» EXERCISE INPUTS
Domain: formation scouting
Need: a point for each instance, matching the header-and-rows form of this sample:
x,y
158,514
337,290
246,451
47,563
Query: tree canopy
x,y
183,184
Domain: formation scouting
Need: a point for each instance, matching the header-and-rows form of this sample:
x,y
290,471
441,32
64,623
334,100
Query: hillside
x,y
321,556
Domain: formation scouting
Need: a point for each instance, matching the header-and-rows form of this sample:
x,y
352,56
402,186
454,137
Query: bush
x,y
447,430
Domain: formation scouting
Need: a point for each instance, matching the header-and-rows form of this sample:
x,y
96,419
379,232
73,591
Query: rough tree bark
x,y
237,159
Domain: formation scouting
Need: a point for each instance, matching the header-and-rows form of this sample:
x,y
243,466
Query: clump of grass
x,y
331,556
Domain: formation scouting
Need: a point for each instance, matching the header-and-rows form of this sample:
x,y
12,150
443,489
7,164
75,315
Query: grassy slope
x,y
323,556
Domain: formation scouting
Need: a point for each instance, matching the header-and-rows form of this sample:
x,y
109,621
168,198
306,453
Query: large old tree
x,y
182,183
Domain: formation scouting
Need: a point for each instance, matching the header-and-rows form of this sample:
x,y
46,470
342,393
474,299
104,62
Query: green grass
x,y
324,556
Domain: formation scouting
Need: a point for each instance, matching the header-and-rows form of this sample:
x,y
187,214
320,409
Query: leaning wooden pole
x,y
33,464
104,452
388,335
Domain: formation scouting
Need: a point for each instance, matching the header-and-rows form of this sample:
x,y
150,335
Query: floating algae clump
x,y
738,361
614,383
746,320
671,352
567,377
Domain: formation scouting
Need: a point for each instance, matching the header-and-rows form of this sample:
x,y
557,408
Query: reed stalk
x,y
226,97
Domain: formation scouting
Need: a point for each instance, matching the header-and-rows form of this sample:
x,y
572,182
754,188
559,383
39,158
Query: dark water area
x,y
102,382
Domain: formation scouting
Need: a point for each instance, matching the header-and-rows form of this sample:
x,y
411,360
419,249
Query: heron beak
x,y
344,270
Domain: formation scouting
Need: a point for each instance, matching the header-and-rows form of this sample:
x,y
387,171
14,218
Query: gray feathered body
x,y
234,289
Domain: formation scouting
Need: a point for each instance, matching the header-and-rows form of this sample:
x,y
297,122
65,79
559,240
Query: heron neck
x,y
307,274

» WHAT THE EXERCISE ASKS
Every entry should be retyped exactly as it appears.

» ANSWER TO THE PROBLEM
Domain: formation scouting
Need: a point for each instance, matching the header-and-rows form of this sample:
x,y
158,514
337,290
246,451
47,563
Query: tree canopy
x,y
183,184
Domain: formation scouting
Need: a point for each instance, matching the header-and-rows form of this sample:
x,y
290,471
441,32
64,623
334,100
Query: hillside
x,y
321,556
Domain: formation scouting
Need: a point for each instance, matching the header-and-rows form of this sample:
x,y
352,56
402,186
454,137
Query: bush
x,y
447,430
Domain: formation scouting
Need: a point for each instance, matching the header-and-rows form of this sample:
x,y
96,419
379,232
73,591
Query: rough tree bark
x,y
237,159
Domain: formation scouting
Need: a point for each instance, matching the header-and-rows form of this sample:
x,y
243,466
Query: clump of grass
x,y
331,556
Domain: formation scouting
Need: a point for each instance, matching the header-and-rows form of this sample:
x,y
12,150
443,489
7,164
75,315
Query: grassy slope
x,y
323,556
Domain: formation scouting
Need: a point for each instance, matching the header-and-rows form of this sample:
x,y
109,621
168,198
306,453
Query: large old tree
x,y
182,183
Domain: formation scouting
Need: a point for each instance, matching the header-and-rows form of this sample:
x,y
46,470
342,393
474,299
104,62
Query: green grass
x,y
324,556
Domain: formation scouting
Need: a point for each instance, matching the header-and-rows form of this sample:
x,y
187,214
320,409
Query: leaning wooden pole
x,y
33,464
104,452
388,335
Domain: formation scouting
Need: a point for each instance, matching the header-and-rows form of this sample:
x,y
150,335
Query: floating algae clump
x,y
738,361
614,383
746,320
671,352
567,377
Domain: formation scouting
Need: a point for each instance, matching the header-and-rows form of this sample:
x,y
557,408
Query: reed stalk
x,y
226,97
Domain: formation scouting
Need: a point for each instance, matching the header-and-rows form of this sample:
x,y
572,182
754,188
559,383
39,158
Query: dark water area
x,y
102,382
Domain: formation scouting
Need: a point for each instance, matching the header-and-rows form of this sample:
x,y
411,360
419,249
Query: heron beak
x,y
344,270
Domain: formation scouting
Need: a point for each instance, matching the header-and-rows form of this sample:
x,y
387,171
14,218
Query: gray feathered body
x,y
234,289
Domain: formation scouting
Need: a point for each instance, matching the header-and-rows form of this sample:
x,y
297,122
65,79
559,240
Query: heron neck
x,y
307,274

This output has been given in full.